[TEXTE DE LECTURE]
┌──

Disciple de Jean-Baptiste Say, l’économiste Adolphe Blanqui (1798-1854) publie une Histoire de l’économie politique en Europe en 1837 (première édition). C’est l’un des premiers à utiliser la notion de « révolution industrielle » pour décrire les transformations de l’économie britannique au tournant du XIXe siècle. Élu député de Gironde en 1846, il soutient la monarchie de Juillet, mais se montre favorable à la réforme électorale. C’est le frère du révolutionnaire Auguste Blanqui.
Tandis que la révolution française faisait ses grandes expériences sociales sur un volcan, l’Angleterre commençait les siennes sur le terrain de l’industrie. La fin du dix-huitième siècle y était signalée par des découvertes admirables, destinées à changer la face du monde et à accroître d’une manière inespérée la puissance de leurs inventeurs. Les conditions du travail subissaient la plus profonde modification qu’elles aient éprouvée depuis l’origine des sociétés. Deux machines, désormais immortelles, la machine à vapeur et la machine à filer, bouleversaient le vieux système commercial et faisaient naître presque au même moment des produits matériels et des questions sociales, inconnus à nos pères. Les petits travailleurs allaient devenir tributaires des gros capitalistes ; le chariot remplaçait le rouet, et le cylindre à vapeur succédait aux manèges. En même temps les beaux essais de canalisation du duc de Bridgewater commençaient à porter leurs fruits, et le perfectionnement des transports coïncidait avec l’accroissement des marchandises. La production du fer et celle des autres métaux s’améliorait avec celle des houilles, activée par l’emploi de la vapeur dans les travaux d’épuisement. On eût dit que l’Angleterre avait découvert des mines nouvelles et s’était enrichie tout à coup de trésors inattendus.

└──

[SÉRIE D'EXERCICES]
1. Dans le texte sur la révolution industrielle, recopiez fidèlement le passage qui commence par les mots « Disciple de Jean-Baptiste » et se termine par « révolutionnaire Auguste Blanqui. ».
2. Répondez à ces questions à partir du texte sur la révolution industrielle.
(a) En quelle année Adolphe Blanqui est-il élu député de Gironde ?
(b) Quelles sont les deux machines qui bouleversent le vieux système commercial ?
(c) Qui a mené les essais de canalisation qui commençaient à porter leurs fruits ?

[SECTION DES DONNÉES]
┌──

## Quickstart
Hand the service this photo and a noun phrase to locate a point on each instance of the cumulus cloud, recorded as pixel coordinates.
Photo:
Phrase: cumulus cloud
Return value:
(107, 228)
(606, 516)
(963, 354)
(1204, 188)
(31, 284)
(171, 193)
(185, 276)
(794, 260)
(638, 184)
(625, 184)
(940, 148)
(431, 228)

└──
┌──

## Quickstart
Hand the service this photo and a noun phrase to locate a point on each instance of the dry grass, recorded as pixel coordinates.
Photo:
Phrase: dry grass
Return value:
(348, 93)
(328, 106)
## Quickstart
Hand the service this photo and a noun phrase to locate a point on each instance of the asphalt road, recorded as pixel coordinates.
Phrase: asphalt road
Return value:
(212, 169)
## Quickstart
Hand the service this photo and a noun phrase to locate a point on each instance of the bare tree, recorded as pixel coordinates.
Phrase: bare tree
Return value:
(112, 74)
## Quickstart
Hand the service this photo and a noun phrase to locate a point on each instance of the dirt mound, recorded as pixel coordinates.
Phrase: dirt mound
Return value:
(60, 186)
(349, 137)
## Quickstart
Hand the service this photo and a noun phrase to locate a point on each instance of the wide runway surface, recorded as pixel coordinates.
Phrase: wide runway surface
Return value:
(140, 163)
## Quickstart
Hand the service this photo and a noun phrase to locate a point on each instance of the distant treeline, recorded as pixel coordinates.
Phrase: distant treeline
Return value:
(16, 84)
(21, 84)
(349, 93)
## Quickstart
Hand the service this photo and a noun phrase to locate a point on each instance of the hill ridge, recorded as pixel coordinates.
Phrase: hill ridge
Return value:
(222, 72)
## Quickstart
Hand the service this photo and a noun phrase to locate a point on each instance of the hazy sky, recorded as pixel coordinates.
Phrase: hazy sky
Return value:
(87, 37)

└──
┌──

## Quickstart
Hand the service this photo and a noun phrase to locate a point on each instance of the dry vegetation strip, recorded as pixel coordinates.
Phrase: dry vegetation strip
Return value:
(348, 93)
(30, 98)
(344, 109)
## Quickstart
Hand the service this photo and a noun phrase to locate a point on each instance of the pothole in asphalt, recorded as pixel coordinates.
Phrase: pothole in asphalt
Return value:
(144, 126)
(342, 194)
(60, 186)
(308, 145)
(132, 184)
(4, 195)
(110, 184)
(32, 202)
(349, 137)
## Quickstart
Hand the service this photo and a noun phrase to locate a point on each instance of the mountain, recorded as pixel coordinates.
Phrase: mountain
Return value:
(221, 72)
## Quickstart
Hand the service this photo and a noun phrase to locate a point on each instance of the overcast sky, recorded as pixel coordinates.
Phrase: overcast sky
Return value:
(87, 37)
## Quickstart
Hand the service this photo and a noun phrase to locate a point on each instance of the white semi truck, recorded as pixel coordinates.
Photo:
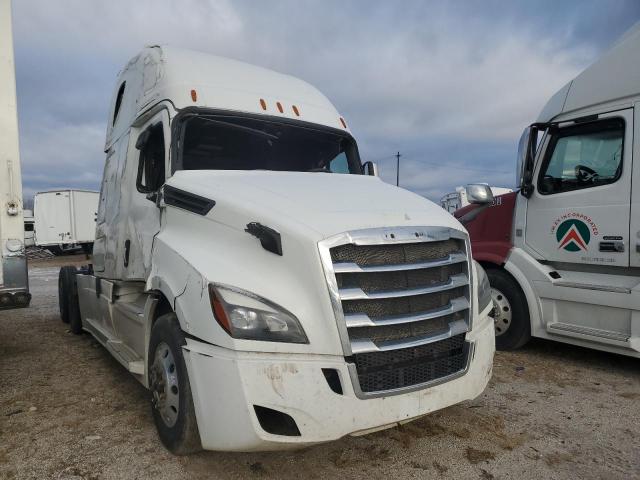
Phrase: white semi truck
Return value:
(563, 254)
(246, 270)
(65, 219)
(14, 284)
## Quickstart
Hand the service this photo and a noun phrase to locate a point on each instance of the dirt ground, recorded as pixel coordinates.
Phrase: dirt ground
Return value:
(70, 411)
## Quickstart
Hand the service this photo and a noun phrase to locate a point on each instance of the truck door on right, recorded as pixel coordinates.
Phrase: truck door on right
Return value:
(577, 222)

└──

[LES RÉSULTATS]
1.
Disciple de Jean-Baptiste Say, l’économiste Adolphe Blanqui (1798-1854) publie une Histoire de l’économie politique en Europe en 1837 (première édition). C’est l’un des premiers à utiliser la notion de « révolution industrielle » pour décrire les transformations de l’économie britannique au tournant du XIXe siècle. Élu député de Gironde en 1846, il soutient la monarchie de Juillet, mais se montre favorable à la réforme électorale. C’est le frère du révolutionnaire Auguste Blanqui.

2.
(a) En 1846.
(b) La machine à vapeur et la machine à filer.
(c) Le duc de Bridgewater.